_WORK TO COMPLETE:_ Quote the records verbatim from their very start through the line containing "box: [26, 2, 821, 535]", inclusive, leaving the pictures out of your answer.
*** Opening EXTRACTED RECORDS ***
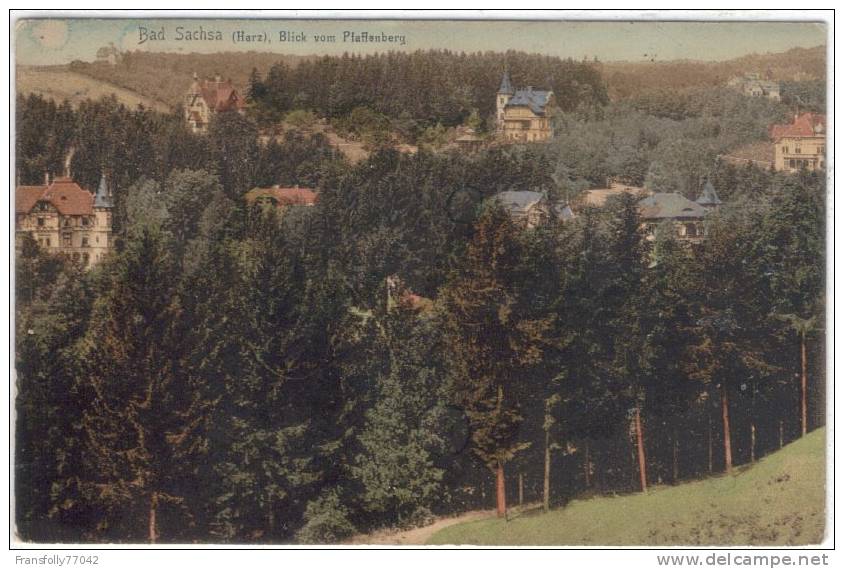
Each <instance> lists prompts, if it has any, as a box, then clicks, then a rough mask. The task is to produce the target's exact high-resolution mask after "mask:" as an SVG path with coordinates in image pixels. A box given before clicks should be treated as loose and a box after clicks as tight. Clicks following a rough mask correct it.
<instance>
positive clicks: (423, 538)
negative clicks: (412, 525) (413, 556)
mask: <svg viewBox="0 0 844 569" xmlns="http://www.w3.org/2000/svg"><path fill="white" fill-rule="evenodd" d="M494 515H495V510H476V511H474V512H466V513H465V514H461V515H459V516H455V517H451V518H440V519H439V520H437V521H435V522H434V523H432V524H430V525H427V526H423V527H420V528H413V529H409V530H381V531H377V532H374V533H370V534H362V535H358V536H355V537H353V538H352V539H350V540H349V541H348V542H347V543H349V544H350V545H424V544H425V542H426V541H428V539H429V538H430V537H431V536H432V535H434V534H435V533H437V532H438V531H440V530H441V529H443V528H445V527H448V526H452V525H454V524H460V523H463V522H471V521H474V520H480V519H483V518H489V517H492V516H494Z"/></svg>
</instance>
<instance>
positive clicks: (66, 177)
mask: <svg viewBox="0 0 844 569" xmlns="http://www.w3.org/2000/svg"><path fill="white" fill-rule="evenodd" d="M112 209H113V206H112V200H111V194H110V192H109V191H108V188H107V185H106V181H105V177H103V178H102V179H101V180H100V185H99V187H98V189H97V192H96V193H95V194H92V193H91V192H89V191H87V190H84V189H82V188H81V187H80V186H79V185H78V184H77V183H76V182H74V181H73V180H72V179H71V178H68V177H57V178H55V179H54V180H53V181H52V182H50V181H49V180H45V184H44V185H43V186H18V187H17V188H16V189H15V244H16V246H17V247H18V248H20V246H21V244H22V241H23V238H24V236H25V235H26V234H29V235H31V236H32V237H33V238H34V239H35V241H36V242H37V243H38V245H39V246H40V247H41V248H42V249H44V250H45V251H47V252H49V253H54V254H62V255H67V256H68V257H70V258H71V259H73V260H74V261H75V262H78V263H80V264H81V265H82V266H83V267H86V268H88V267H92V266H94V265H95V264H97V263H98V262H100V261H101V260H102V259H103V258H104V257H105V256H106V255H107V254H108V252H109V250H110V249H111V248H112V246H113V238H112V221H113V220H112V215H113V212H112Z"/></svg>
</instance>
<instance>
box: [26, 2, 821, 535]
mask: <svg viewBox="0 0 844 569" xmlns="http://www.w3.org/2000/svg"><path fill="white" fill-rule="evenodd" d="M106 16H107V14H106ZM198 16H199V17H181V16H180V17H169V18H166V17H148V16H143V15H139V16H137V17H133V15H132V14H129V15H126V14H118V15H115V16H114V17H103V15H102V14H99V15H98V16H97V17H86V16H85V15H84V13H83V14H80V13H75V14H73V15H72V16H65V15H62V14H61V13H53V14H50V13H46V14H45V13H38V14H23V15H19V16H15V14H13V15H12V22H11V25H12V34H13V38H12V48H13V57H14V60H13V61H14V67H13V71H12V74H13V77H12V80H13V85H14V93H15V98H14V101H13V111H12V112H13V124H12V128H13V141H14V158H13V172H12V173H11V176H12V179H13V184H14V187H13V196H12V198H10V202H13V207H14V216H13V219H14V231H13V235H14V243H13V244H12V245H11V249H12V254H13V259H14V276H13V279H14V280H13V284H14V306H13V317H14V321H13V326H12V330H13V335H14V338H13V344H12V348H13V351H14V353H13V366H14V367H13V370H12V374H13V377H12V395H11V397H12V399H11V402H12V404H13V407H12V411H13V429H14V432H13V449H12V460H13V465H14V469H13V481H12V482H13V486H12V489H11V492H12V496H11V498H12V513H11V515H12V523H13V527H12V532H13V533H12V543H13V545H14V544H17V545H29V546H37V545H38V544H88V545H91V546H94V545H96V544H124V545H130V544H133V545H157V546H161V545H165V544H214V545H225V544H231V545H249V546H266V545H273V546H275V545H293V544H299V545H301V544H304V545H310V546H324V545H342V546H348V547H353V546H358V545H379V546H386V545H398V546H416V547H421V546H431V545H456V546H465V545H480V546H537V545H539V546H560V547H564V546H594V547H606V546H637V547H666V546H804V545H818V544H821V543H822V542H824V540H825V539H827V538H826V537H825V536H826V535H827V532H828V531H829V528H828V527H827V519H828V517H827V515H828V512H827V505H826V496H827V491H828V488H827V486H828V485H829V484H831V480H827V477H826V467H827V455H828V451H827V437H828V436H829V435H828V434H827V433H826V430H825V425H826V424H827V419H828V417H827V412H826V410H827V381H828V380H831V377H828V375H827V369H828V361H831V355H830V354H829V353H828V349H827V337H828V335H829V334H830V333H831V326H832V322H831V319H830V318H828V317H827V307H828V306H829V305H830V304H831V300H830V299H829V298H828V297H827V288H826V283H827V262H828V259H827V258H826V244H827V226H826V219H827V217H826V215H827V211H829V208H830V206H831V204H830V202H829V199H831V198H829V197H828V196H829V195H830V194H829V190H830V188H831V187H832V186H831V181H830V178H829V177H828V175H827V172H828V170H830V162H831V161H832V159H833V156H832V152H831V144H832V142H831V139H830V138H828V136H827V132H828V131H827V129H828V128H831V127H832V125H831V121H828V119H827V93H828V83H827V77H828V70H827V67H828V65H829V62H828V60H827V58H828V56H827V45H828V43H829V42H831V35H830V30H829V29H828V27H829V25H830V24H829V22H828V20H826V19H825V18H826V17H825V16H823V17H821V16H819V17H818V18H816V19H815V20H812V19H811V15H809V16H806V17H805V18H803V19H802V20H794V21H785V20H783V19H780V21H754V20H753V19H752V15H751V16H748V15H747V14H743V16H746V17H747V19H746V20H744V21H739V20H737V19H736V18H735V17H733V18H731V19H722V20H711V19H710V20H706V21H688V20H687V21H677V19H676V18H669V17H666V18H665V20H664V21H661V20H654V19H652V17H651V19H647V20H646V19H641V18H639V19H637V18H630V19H620V18H619V17H617V15H614V14H612V13H607V14H603V13H596V14H594V18H593V19H591V20H583V19H569V18H567V14H566V13H565V12H560V13H558V14H557V17H556V18H549V17H548V15H547V14H545V15H544V16H543V18H542V19H531V18H530V14H527V15H525V14H521V15H520V17H521V18H522V19H520V20H515V19H512V20H511V19H506V18H507V17H508V16H507V14H498V15H497V16H496V17H497V18H498V19H486V20H480V19H471V18H470V19H461V20H458V19H423V18H425V14H424V13H420V14H419V19H414V17H413V16H412V15H410V16H406V17H403V18H400V19H378V18H377V17H373V18H371V19H336V18H334V19H332V18H330V17H328V16H327V15H324V14H322V13H318V12H315V13H313V14H312V15H311V16H312V17H309V16H307V15H306V17H305V18H304V19H295V18H287V19H281V18H276V17H275V16H274V15H273V14H272V13H269V14H259V15H257V16H256V15H254V14H253V15H251V16H250V17H240V16H241V15H239V14H237V13H231V17H221V16H220V15H219V14H217V15H216V16H214V17H201V16H202V15H201V14H198ZM671 19H673V20H675V21H669V20H671ZM830 408H831V407H830Z"/></svg>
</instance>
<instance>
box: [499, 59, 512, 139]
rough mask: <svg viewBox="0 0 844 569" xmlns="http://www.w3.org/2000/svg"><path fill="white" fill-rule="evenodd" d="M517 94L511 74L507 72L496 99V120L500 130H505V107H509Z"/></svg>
mask: <svg viewBox="0 0 844 569" xmlns="http://www.w3.org/2000/svg"><path fill="white" fill-rule="evenodd" d="M515 93H516V90H515V89H513V84H512V83H511V82H510V74H509V73H508V72H507V71H505V72H504V75H503V76H502V77H501V86H500V87H498V95H497V96H496V98H495V107H496V114H495V118H496V124H497V125H498V129H499V130H501V129H503V128H504V107H506V106H507V103H509V102H510V99H512V98H513V95H514V94H515Z"/></svg>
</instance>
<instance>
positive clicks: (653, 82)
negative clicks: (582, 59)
mask: <svg viewBox="0 0 844 569" xmlns="http://www.w3.org/2000/svg"><path fill="white" fill-rule="evenodd" d="M601 71H602V73H603V74H604V78H605V80H606V81H607V89H608V91H609V95H610V98H612V99H614V100H618V99H623V98H626V97H631V96H636V95H638V94H640V93H643V92H646V91H650V90H654V89H668V90H677V89H689V88H694V87H713V86H716V85H723V84H725V83H726V82H727V81H729V80H730V79H731V78H733V77H736V76H738V75H741V74H743V73H759V74H761V75H762V76H767V75H770V77H771V78H772V79H774V80H776V81H807V80H812V79H825V78H826V48H825V47H824V46H818V47H813V48H794V49H790V50H788V51H786V52H782V53H765V54H751V55H746V56H743V57H740V58H737V59H731V60H728V61H714V62H707V61H686V60H675V61H659V60H657V61H644V62H630V61H614V62H607V63H602V64H601Z"/></svg>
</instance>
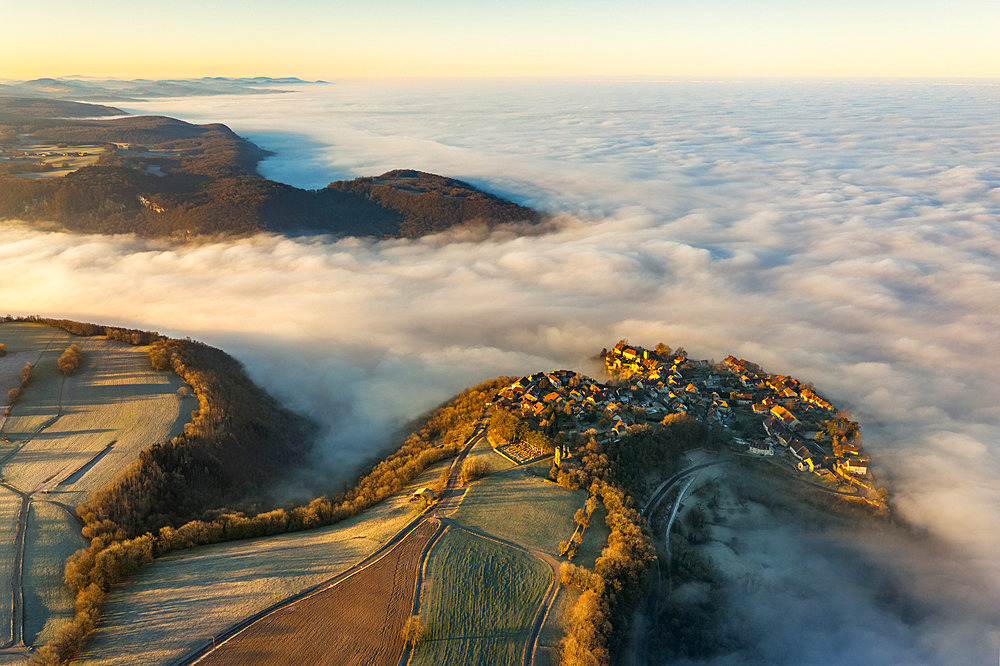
*** Closing EXTRACTED RECORDS ***
_EXPECTED ANSWER:_
Each <instance> lists prompts, if it has any, as a box, then clicks, then a rough mask. The task is to produce the target's exact high-resolution mask after "mask:" as an SVG path with coordinates in image pixels. A box given before clicks should be treated as loose and a box after clicks as tight. Clicks following a rough mask correct it.
<instance>
positive clicks: (423, 538)
negative clicks: (412, 525) (413, 556)
mask: <svg viewBox="0 0 844 569" xmlns="http://www.w3.org/2000/svg"><path fill="white" fill-rule="evenodd" d="M494 515H495V510H476V511H474V512H466V513H465V514H461V515H459V516H455V517H451V518H440V519H439V520H437V521H435V522H434V523H432V524H430V525H427V526H423V527H420V528H413V529H409V530H381V531H377V532H374V533H370V534H362V535H358V536H355V537H353V538H352V539H350V540H349V541H348V542H347V543H349V544H350V545H424V544H425V542H426V541H428V539H429V538H430V537H431V536H432V535H434V534H435V533H437V532H438V531H440V530H441V529H443V528H445V527H448V526H452V525H454V524H460V523H463V522H471V521H474V520H480V519H483V518H489V517H492V516H494Z"/></svg>
</instance>
<instance>
positive clicks: (66, 177)
mask: <svg viewBox="0 0 844 569" xmlns="http://www.w3.org/2000/svg"><path fill="white" fill-rule="evenodd" d="M112 209H113V206H112V200H111V194H110V192H109V191H108V188H107V185H106V181H105V177H103V178H102V179H101V180H100V185H99V187H98V189H97V192H96V193H95V194H92V193H91V192H89V191H87V190H84V189H82V188H81V187H80V186H79V185H78V184H77V183H76V182H74V181H73V180H72V179H71V178H68V177H57V178H55V179H54V180H53V181H52V182H50V181H49V180H45V184H44V185H43V186H18V187H17V188H16V189H15V244H16V246H17V247H18V248H20V246H21V244H22V241H23V238H24V236H25V235H26V234H29V235H31V236H32V237H33V238H34V239H35V241H36V242H37V243H38V245H39V246H40V247H41V248H42V249H44V250H45V251H47V252H49V253H54V254H62V255H67V256H68V257H70V258H71V259H73V260H74V261H75V262H78V263H80V264H81V265H82V266H83V267H86V268H88V267H92V266H94V265H95V264H97V263H98V262H100V261H101V260H102V259H103V258H104V257H105V256H106V255H107V254H108V252H109V250H110V249H111V248H112V246H113V238H112V221H113V220H112V215H113V212H112Z"/></svg>
</instance>
<instance>
box: [26, 2, 821, 535]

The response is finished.